Work to do: How many lines in the entries below contain the word "sprout"? Reply with the number only.

Data rows:

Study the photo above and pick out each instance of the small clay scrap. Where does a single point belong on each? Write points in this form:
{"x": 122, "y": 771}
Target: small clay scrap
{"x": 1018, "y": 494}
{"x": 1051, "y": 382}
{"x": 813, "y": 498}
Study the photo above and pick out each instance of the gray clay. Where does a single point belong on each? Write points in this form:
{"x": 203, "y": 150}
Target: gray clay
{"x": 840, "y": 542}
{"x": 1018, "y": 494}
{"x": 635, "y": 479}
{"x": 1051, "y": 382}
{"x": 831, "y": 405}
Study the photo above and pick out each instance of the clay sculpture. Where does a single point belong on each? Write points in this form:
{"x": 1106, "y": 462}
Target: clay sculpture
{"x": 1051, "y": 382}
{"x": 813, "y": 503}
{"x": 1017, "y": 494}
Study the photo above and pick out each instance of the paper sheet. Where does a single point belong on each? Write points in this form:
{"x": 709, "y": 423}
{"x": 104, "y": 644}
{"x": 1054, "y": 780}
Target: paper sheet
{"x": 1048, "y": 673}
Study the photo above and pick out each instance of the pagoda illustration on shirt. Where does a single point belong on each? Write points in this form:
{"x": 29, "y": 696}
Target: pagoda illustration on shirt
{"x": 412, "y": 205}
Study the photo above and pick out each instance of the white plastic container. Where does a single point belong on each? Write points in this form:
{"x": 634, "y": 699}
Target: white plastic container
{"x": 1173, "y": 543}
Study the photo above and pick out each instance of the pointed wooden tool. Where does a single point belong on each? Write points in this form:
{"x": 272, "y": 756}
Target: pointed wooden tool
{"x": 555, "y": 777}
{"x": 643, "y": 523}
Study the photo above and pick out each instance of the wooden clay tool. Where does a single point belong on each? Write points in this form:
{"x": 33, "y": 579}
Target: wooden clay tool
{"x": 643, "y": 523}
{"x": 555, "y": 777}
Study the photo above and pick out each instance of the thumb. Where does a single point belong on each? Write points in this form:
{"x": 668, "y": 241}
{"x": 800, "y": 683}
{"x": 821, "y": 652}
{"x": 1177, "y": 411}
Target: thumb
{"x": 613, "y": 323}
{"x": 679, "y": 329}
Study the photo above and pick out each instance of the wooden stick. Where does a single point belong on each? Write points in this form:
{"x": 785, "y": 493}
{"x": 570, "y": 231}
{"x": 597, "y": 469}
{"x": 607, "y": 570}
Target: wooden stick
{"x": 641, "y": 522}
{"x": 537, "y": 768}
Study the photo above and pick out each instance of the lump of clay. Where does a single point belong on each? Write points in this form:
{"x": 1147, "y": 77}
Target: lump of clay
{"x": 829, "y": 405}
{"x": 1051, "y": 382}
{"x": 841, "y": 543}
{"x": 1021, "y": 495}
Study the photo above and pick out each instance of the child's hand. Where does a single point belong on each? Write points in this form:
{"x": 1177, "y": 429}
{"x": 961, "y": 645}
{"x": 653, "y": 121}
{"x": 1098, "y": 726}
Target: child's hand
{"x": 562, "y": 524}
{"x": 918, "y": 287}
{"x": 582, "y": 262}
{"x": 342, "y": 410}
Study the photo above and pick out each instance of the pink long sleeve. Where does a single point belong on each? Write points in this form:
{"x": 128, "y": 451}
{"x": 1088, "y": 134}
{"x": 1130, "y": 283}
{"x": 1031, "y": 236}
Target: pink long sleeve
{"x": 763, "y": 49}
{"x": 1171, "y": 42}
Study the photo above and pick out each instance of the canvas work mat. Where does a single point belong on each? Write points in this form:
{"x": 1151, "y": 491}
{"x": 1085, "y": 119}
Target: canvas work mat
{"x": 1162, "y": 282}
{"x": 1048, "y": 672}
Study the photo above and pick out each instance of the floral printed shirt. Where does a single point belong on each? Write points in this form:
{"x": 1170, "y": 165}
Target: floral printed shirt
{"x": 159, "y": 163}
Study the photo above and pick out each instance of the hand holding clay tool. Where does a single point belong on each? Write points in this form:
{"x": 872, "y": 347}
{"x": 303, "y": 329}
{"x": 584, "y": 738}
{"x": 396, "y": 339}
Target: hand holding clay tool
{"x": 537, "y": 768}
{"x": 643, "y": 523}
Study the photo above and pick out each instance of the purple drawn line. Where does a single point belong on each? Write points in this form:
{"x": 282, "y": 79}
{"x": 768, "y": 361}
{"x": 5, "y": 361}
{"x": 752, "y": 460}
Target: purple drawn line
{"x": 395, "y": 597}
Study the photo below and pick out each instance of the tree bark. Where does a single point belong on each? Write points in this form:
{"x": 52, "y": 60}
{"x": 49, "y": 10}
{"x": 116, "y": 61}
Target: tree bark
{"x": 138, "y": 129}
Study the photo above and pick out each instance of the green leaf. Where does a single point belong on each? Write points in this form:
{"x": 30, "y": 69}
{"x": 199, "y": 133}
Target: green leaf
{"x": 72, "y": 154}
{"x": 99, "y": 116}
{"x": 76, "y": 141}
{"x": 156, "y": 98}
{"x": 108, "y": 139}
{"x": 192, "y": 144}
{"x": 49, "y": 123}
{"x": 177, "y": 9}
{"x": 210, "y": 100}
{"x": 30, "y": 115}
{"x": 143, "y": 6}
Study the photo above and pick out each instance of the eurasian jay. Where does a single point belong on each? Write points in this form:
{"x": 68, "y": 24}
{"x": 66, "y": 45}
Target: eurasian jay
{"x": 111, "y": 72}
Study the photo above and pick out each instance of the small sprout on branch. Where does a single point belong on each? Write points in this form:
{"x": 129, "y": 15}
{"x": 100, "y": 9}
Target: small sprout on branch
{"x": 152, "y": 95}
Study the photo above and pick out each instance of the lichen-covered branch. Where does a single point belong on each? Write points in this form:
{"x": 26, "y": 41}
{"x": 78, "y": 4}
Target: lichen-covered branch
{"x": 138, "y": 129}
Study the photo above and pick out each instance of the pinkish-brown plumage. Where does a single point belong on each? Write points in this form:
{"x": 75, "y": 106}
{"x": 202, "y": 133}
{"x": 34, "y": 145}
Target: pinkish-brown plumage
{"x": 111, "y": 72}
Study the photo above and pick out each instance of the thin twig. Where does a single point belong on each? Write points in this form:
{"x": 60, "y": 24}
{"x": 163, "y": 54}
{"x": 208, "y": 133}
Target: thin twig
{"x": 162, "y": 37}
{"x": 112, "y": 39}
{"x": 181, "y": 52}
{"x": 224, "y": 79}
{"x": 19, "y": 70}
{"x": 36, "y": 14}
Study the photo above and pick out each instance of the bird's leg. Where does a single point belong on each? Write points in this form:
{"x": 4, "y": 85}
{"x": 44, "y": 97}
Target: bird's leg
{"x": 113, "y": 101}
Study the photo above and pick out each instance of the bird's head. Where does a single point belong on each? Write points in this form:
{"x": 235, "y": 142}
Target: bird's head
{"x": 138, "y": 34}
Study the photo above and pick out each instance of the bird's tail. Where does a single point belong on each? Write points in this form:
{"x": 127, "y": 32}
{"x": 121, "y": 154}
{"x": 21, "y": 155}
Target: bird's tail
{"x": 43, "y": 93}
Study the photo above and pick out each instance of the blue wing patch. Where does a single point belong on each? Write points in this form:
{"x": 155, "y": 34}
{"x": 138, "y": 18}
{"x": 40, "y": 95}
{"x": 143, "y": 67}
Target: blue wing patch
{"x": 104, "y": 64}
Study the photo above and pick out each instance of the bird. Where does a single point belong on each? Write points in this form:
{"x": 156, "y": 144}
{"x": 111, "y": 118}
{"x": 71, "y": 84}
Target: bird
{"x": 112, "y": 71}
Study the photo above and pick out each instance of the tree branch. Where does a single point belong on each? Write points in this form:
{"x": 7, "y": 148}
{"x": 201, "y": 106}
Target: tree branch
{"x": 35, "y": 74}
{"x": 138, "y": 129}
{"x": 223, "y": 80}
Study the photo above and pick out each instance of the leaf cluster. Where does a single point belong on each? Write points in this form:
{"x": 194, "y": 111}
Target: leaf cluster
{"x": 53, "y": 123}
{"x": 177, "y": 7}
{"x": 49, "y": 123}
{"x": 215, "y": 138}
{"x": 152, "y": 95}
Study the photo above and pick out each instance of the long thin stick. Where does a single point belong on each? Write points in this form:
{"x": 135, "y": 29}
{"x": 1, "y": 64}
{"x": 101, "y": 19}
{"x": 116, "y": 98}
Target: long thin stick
* * *
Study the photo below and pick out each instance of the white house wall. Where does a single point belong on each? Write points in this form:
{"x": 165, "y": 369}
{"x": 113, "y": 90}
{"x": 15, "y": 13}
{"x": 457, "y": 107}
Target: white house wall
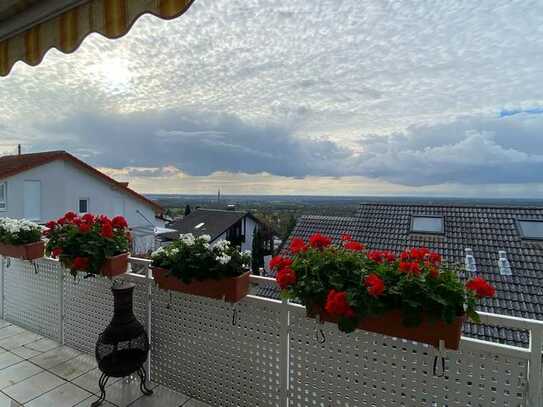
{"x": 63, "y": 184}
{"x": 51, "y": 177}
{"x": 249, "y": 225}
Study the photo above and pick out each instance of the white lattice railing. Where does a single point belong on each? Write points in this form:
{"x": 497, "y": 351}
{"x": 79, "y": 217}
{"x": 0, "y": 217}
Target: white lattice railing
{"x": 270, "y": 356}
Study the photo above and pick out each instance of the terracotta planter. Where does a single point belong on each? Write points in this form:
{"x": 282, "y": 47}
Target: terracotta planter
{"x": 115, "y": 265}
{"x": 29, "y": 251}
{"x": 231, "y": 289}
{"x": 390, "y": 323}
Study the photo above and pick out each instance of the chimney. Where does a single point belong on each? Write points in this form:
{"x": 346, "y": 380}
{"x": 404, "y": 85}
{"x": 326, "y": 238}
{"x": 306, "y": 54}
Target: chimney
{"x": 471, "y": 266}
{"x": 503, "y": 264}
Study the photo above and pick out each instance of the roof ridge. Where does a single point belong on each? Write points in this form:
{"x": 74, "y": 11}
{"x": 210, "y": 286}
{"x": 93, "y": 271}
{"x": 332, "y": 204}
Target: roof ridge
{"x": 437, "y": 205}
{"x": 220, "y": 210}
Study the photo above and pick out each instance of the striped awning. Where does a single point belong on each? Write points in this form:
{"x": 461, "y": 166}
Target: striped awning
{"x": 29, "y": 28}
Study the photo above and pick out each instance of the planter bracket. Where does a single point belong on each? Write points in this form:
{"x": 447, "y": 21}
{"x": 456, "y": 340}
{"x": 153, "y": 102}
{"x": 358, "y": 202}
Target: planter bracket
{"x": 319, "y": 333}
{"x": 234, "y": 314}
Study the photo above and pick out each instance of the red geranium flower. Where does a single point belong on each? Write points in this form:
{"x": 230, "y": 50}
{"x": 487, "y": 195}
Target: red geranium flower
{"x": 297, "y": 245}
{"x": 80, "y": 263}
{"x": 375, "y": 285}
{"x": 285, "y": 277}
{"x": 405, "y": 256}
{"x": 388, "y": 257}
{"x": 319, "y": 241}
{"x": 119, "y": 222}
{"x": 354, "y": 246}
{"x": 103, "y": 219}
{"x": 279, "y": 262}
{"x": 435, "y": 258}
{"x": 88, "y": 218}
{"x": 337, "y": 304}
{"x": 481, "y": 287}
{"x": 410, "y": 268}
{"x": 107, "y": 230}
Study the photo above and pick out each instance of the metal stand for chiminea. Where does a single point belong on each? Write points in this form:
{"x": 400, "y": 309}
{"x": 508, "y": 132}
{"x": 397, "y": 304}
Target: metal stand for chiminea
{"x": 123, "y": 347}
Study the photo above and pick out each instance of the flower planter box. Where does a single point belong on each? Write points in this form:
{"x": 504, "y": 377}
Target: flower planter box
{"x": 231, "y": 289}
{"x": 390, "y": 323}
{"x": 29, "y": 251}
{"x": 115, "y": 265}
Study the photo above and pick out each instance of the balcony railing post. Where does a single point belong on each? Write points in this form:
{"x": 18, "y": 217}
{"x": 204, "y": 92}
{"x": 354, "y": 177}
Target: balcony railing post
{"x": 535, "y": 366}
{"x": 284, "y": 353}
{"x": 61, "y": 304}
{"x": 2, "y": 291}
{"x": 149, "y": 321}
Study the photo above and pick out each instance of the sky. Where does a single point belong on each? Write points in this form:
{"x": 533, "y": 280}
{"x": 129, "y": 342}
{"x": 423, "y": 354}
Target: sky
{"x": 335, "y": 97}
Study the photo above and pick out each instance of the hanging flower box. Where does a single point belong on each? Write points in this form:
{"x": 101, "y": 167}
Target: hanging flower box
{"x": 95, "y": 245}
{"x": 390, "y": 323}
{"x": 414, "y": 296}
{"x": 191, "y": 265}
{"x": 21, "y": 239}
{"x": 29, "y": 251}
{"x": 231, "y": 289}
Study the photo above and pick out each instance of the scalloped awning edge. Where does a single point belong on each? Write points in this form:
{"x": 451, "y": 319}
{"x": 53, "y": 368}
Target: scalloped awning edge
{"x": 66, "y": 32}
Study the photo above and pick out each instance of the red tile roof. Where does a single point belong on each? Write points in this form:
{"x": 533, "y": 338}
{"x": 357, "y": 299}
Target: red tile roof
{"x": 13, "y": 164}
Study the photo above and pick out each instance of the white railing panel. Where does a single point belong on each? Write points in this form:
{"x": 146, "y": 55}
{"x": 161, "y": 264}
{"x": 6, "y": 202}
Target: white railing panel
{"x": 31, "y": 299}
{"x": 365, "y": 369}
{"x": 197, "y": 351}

Response to the exercise: 2